## WRITTEN TASK:
The listing below must be repeated word for word, with its images excluded.

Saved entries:
-- start --
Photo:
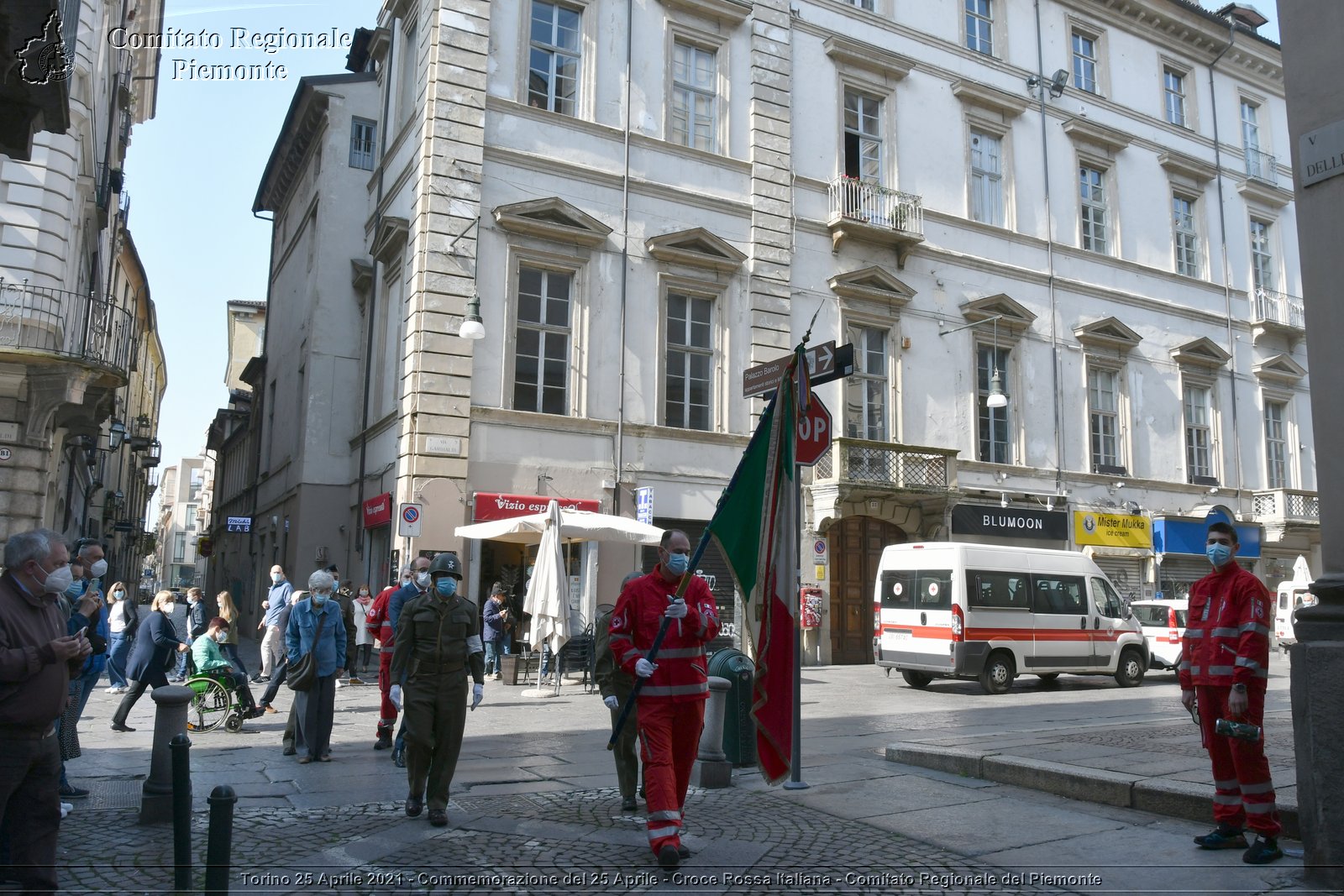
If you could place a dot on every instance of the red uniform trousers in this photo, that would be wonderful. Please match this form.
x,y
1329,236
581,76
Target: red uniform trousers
x,y
669,739
1243,793
387,712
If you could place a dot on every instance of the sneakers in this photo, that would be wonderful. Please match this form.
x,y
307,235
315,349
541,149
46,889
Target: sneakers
x,y
1263,851
1223,837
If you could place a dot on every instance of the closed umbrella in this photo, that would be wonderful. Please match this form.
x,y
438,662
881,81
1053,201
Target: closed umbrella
x,y
548,591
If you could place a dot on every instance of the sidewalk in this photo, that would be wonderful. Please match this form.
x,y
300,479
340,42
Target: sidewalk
x,y
534,810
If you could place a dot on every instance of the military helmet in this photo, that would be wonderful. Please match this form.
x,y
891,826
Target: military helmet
x,y
447,563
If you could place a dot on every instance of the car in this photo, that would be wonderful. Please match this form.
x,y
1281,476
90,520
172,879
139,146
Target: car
x,y
1164,626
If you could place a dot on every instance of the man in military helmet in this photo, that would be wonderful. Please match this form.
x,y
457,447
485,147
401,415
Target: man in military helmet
x,y
436,645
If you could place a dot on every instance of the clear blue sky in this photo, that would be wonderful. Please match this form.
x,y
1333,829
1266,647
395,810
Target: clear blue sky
x,y
192,172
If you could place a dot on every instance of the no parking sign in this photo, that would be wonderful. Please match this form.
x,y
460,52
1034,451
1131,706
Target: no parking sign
x,y
410,519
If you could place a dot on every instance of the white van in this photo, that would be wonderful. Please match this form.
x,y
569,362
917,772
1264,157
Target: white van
x,y
1292,597
960,610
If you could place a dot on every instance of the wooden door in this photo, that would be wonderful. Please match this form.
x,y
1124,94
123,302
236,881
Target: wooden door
x,y
855,544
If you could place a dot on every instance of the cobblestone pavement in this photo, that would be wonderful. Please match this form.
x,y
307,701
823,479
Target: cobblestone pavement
x,y
750,842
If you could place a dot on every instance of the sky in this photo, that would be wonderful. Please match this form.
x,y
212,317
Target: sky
x,y
192,174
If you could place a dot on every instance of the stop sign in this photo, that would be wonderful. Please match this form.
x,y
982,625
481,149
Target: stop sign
x,y
813,434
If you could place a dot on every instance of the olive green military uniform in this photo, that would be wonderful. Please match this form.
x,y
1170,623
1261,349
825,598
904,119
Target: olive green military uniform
x,y
436,645
615,683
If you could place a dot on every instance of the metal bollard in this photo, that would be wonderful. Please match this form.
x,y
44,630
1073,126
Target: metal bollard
x,y
219,841
181,748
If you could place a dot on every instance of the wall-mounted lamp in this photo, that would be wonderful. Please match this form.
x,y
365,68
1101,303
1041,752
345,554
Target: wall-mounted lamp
x,y
1057,82
472,325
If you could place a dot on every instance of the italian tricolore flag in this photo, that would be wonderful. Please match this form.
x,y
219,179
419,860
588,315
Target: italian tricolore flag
x,y
757,528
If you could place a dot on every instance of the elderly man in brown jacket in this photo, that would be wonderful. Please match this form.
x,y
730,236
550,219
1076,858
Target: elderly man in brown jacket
x,y
37,660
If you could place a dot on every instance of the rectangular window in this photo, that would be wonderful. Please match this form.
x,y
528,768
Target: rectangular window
x,y
363,139
866,396
553,76
862,137
987,187
1263,259
690,362
991,422
980,26
542,347
1198,432
694,92
1173,87
1092,190
1085,62
1104,417
1276,443
407,74
1187,241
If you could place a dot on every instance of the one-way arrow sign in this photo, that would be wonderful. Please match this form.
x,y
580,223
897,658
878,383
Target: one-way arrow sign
x,y
826,363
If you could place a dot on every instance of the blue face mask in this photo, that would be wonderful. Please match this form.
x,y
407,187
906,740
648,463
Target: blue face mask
x,y
679,563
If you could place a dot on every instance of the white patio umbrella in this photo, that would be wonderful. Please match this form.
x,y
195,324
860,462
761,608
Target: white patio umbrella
x,y
575,526
548,591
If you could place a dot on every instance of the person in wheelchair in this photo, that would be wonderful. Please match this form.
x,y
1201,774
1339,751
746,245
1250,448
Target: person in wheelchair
x,y
210,661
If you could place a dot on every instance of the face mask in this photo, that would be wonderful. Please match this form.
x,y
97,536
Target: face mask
x,y
58,580
679,563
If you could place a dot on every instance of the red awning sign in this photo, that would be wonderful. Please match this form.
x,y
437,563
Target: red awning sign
x,y
488,506
378,511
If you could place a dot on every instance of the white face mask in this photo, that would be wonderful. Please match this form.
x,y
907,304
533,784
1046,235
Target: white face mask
x,y
58,580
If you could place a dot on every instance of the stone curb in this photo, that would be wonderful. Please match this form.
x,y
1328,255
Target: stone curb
x,y
1160,795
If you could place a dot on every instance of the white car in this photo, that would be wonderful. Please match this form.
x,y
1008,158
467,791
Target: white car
x,y
1164,626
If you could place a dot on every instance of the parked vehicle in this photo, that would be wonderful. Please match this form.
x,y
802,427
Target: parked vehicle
-- end --
## OUTPUT:
Photo:
If you could place a dot on every instance of the red uniform trousers in this photo, that would be wonderful. Please match this form.
x,y
1329,236
581,76
Target: red uniform trousers
x,y
669,739
1243,793
387,712
If you could place a dot on every instance of the sneakers in this photo, that would be wonderful. Please match this form.
x,y
307,235
315,349
541,149
46,889
Target: sneakers
x,y
1263,851
1223,837
If you could place a dot on every instance of the closed umbrella in this photo, that would be wonderful. Please match this form.
x,y
438,662
881,81
1053,201
Target: closed umbrella
x,y
548,591
If you could place a dot on every instance of the sidewalk in this photo, that would be wonderful. Please match this form.
x,y
300,479
340,42
Target: sidewalk
x,y
534,810
If you could place a dot on every instance of the military helmet in this photo, that would be wonderful. Please match this form.
x,y
891,826
Target: military helmet
x,y
447,563
If you could place a dot on every instance of the car in this photo, that would be wonderful. Please match this form.
x,y
1281,476
90,520
172,879
139,146
Target: car
x,y
1164,626
If you could place a dot on every instance of the man in military helmet in this photo, that would be wonderful. Please match this form.
x,y
457,447
485,147
401,415
Target: man in military helmet
x,y
436,645
If you could place a dot on every instance of the clear blue sky in this photo, that would be wonderful. Please match this form.
x,y
1333,829
1266,647
395,810
Target: clear blue sky
x,y
192,172
If you could place a dot on every instance of the no parking sign in this photo, that would be wonderful. Please match this form.
x,y
460,52
1034,451
1131,706
Target: no parking sign
x,y
410,519
If you could place a dot on every instance of the white van in this photo, that would be wonderful. Please match this form.
x,y
569,362
917,772
1264,157
Target: white van
x,y
1292,597
960,610
If you could place a dot on every instance of the wooden door in this photo, that would be wonderful. Please match this form.
x,y
1124,94
123,302
236,881
Target: wooden door
x,y
855,544
If you could place a dot on every instance of the cobblestone pavement in this photo, that would be wonderful. Please match this form.
x,y
307,701
823,479
Target: cobblestone pavement
x,y
750,842
If you could place a dot on every instance of the sky in this photo, that would be wonderful. Please match this form.
x,y
212,317
Target: sky
x,y
192,174
If you could place a dot on every instance of the stop sign in this photo, that would be wonderful. Please match this form.
x,y
982,625
481,149
Target: stop sign
x,y
813,434
If you could place a dot on every instance of the olive green military uniform in this photo, that would be wonderful. Please match this form.
x,y
1170,623
1261,349
825,598
904,119
Target: olive green military uniform
x,y
436,645
615,683
If you could place a dot on every instance of the metal bollard in this photo, that would be wonderful. Please match this form.
x,y
44,630
1073,126
Target: metal bollard
x,y
219,841
181,748
If you could place a dot on every instance of the wall-mounted lamp in this photo, that would be wonderful. Please match this form.
x,y
365,68
1101,303
1041,752
345,554
Target: wall-mounted lamp
x,y
1057,82
472,325
If you could place a dot on every instance of the italian tricolore flag in this photo, that would be wonderful. Please match this form.
x,y
219,179
419,860
588,315
Target: italian tricolore flag
x,y
757,528
If you could place a dot on every instance of the elderly man in brown jacket in this photo, that would be wonderful. Please match this form.
x,y
730,236
550,219
1076,858
Target: elderly man in brown jacket
x,y
37,660
If you could place a dot on every instance of the rectangular window in this photo, that would be wonderful. Please match this form.
x,y
528,768
Target: rectangular window
x,y
363,139
866,396
553,76
862,137
987,187
1263,259
690,362
991,422
980,26
542,347
1198,432
694,92
1173,87
1092,190
1085,62
1104,417
1276,443
407,74
1187,241
If you could place a dot on every instance of the one-way arrow sign in this photo, that would be wonderful. Please match this form.
x,y
580,223
897,658
878,383
Target: one-way arrow sign
x,y
826,363
If you could place a dot on every instance of the blue face mask in this photo, that would be wonderful. Please match this form.
x,y
407,187
906,740
648,463
Target: blue face mask
x,y
679,563
If you could place a dot on every instance of the white patio umbrella in this photo, that would be wonderful. Please match this form.
x,y
195,324
860,462
761,608
Target: white patio umbrella
x,y
575,526
548,591
If you could place a dot on every instance of the person in wheelchair in this photo, that would be wonderful. Please match this form.
x,y
1201,774
1339,751
746,245
1250,448
Target: person in wheelchair
x,y
210,661
If you could place a dot on every instance of the face mask in this photo, that would be wonderful. Please match this form.
x,y
97,536
Target: face mask
x,y
58,580
679,563
If you could place a dot on every instance of the red awning sign in this photo, that would be wonderful. Please match this form.
x,y
437,563
Target: red awning sign
x,y
488,506
378,511
If you could place a dot on every instance of the white face mask in this photo, that would be wonderful. Please match this form.
x,y
907,304
533,784
1046,235
Target: white face mask
x,y
58,580
If you could place a dot on every instance of the stone curb in this photo, that would be wonderful. Please match this form.
x,y
1328,255
Target: stone curb
x,y
1160,795
If you could place a dot on every instance of the white car in this photo, that would be wonderful. Please match this form.
x,y
1008,158
467,791
Target: white car
x,y
1164,626
If you could place a dot on every instance of the parked vehicle in this photo, that would be wonderful. Please match this form.
x,y
802,427
Target: parked vehicle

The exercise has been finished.